* **WHAT YOU NEED TO DO**
**A.** Which lines of the records contain the string "boat"? Pick out each of those lines and copy it.
**B.** Could you resume the passage on solid-state and lithium-ion batteries below, writing on from its last sentence?

In conventional battery systems, the electrolyte is usually a liquid solution containing lithium salts. Solid-state batteries, in contrast, are electrochemical energy storage devices in which the electrolyte is a solid material.

The structure of a solid-state battery has three main components: a cathode, an anode, and a solid electrolyte placed between them. During operation, lithium ions move through the solid electrolyte between the electrodes, and electrons travel through the external circuit to power a device. ^{1, 2}

Initially, solid-state batteries got attention due to several potential advantages. For instance, liquid electrolytes used in many traditional batteries are flammable and can contribute to thermal runaway under certain conditions. Replacing this liquid component with a solid material may reduce the likelihood of leakage and combustion. Another source of attention was their potential for higher energy density.

Some solid-state designs allow lithium metal anodes, which have a higher theoretical capacity than the graphite anodes used in conventional batteries. This demonstrated an idea of batteries that could store more energy in the same physical space. ^{1, 2}

So, solid-state batteries have been studied for many applications, including electric vehicles, consumer electronics, and grid storage. However, despite years of research and development, they have not yet been able to establish battery technologies with great commercial success.

Lithium-Ion Batteries and Their Operating Principles

A lithium-ion battery consists of a graphite anode, a lithium-containing cathode material such as lithium cobalt oxide or lithium nickel manganese cobalt oxide, a separator, and a liquid electrolyte containing dissolved lithium salts.

The separator is a porous membrane that prevents electrical contact between the electrodes but allows ion transport through the liquid electrolyte.

During discharge, lithium ions move from the anode to the cathode through the electrolyte, while electrons flow through the external circuit, providing electrical energy to a connected device. When the battery is charged, the direction of ion movement reverses, with lithium ions returning to the anode and being stored within the graphite structure. ^{3, 4}

The key difference between lithium-ion batteries and solid-state batteries is in the electrolyte and sometimes the anode material. Lithium-ion batteries use liquid electrolytes and typically rely on graphite anodes, whereas solid-state batteries replace the liquid electrolyte with a solid material and may use lithium metal anodes.

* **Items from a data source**
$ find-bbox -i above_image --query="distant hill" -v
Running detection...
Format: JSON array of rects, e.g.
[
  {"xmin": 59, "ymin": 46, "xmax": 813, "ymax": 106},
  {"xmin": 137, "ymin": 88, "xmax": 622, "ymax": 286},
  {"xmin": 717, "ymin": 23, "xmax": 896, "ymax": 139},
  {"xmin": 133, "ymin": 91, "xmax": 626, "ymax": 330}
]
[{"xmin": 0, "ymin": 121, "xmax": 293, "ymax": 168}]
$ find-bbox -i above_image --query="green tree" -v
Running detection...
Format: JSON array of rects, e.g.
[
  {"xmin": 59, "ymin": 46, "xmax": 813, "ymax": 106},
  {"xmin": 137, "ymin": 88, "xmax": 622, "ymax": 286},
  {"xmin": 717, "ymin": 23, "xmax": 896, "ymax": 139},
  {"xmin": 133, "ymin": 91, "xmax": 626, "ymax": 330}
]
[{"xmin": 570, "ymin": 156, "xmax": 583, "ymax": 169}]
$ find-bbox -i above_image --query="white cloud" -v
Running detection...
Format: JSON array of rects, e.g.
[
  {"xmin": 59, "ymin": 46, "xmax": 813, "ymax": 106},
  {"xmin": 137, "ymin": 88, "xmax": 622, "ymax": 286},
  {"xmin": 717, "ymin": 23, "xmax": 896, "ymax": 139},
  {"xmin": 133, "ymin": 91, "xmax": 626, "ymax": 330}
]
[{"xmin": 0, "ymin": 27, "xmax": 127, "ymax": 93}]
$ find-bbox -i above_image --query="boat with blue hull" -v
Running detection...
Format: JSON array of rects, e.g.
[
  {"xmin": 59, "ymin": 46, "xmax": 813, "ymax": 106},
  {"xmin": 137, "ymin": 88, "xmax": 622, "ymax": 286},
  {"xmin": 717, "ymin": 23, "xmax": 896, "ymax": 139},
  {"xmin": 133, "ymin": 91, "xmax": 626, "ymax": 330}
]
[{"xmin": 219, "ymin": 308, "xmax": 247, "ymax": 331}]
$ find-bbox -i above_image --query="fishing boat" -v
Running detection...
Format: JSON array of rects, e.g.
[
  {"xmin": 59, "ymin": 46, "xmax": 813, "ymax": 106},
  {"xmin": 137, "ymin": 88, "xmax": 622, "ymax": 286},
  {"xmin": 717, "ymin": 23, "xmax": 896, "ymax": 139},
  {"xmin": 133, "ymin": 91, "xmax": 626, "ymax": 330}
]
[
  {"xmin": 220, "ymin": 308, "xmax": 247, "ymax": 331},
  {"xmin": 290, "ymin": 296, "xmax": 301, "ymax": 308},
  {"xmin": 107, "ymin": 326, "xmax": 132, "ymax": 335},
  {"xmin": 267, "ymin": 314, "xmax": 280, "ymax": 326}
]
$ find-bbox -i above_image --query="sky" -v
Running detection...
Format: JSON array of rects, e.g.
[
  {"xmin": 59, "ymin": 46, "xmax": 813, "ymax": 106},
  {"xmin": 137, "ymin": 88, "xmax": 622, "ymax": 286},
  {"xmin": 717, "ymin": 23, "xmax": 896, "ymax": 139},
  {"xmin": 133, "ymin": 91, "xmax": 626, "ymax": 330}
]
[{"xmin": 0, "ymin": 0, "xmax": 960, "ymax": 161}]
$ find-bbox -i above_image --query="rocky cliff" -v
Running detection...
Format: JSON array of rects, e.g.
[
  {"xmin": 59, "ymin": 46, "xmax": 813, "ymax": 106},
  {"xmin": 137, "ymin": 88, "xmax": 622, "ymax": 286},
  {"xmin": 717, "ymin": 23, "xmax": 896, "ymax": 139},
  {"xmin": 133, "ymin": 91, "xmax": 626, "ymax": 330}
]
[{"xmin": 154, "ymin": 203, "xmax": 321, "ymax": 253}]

* **ANSWERS TO THE EXERCISE**
**A.**
$ find-bbox -i above_image --query="boat with blue hull" -v
$ find-bbox -i above_image --query="fishing boat" -v

**B.**
This structural difference leads to changes in safety characteristics, energy density potential, and manufacturing approaches. ^{3, 4}

What is Holding Solid-State Batteries Back from Success?

There are several challenges that solid-state batteries face that hold them back from being used widely. Joe Adiletta, CEO at Volexion, notes that battery manufacturers in general face numerous challenges when scaling production. Paraphrasing MIT Professor Yet-Min Chieng, he said: 

It's not the nineteen requirements that you do make that make you successful. It's the one you don't meet that means you're unsuccessful. 

Joe Adiletta, CEO at Volexion

But there's more to it than that. Joe emphasizes that, for start-ups, many of these targets or metrics stem from a lack of expertise and/or capital. When testing for unknowns and in small-scale tests, not all of these requirements are evident. 

A good example of that is safety testing. You can safety test tiny batteries and nothing happens, nothing goes wrong. But as soon as you start putting large amounts of energy into increasingly more and more confined spaces, then bad things can happen. And you might not know that until you've invested the time, energy, and dollars into that scale-up process.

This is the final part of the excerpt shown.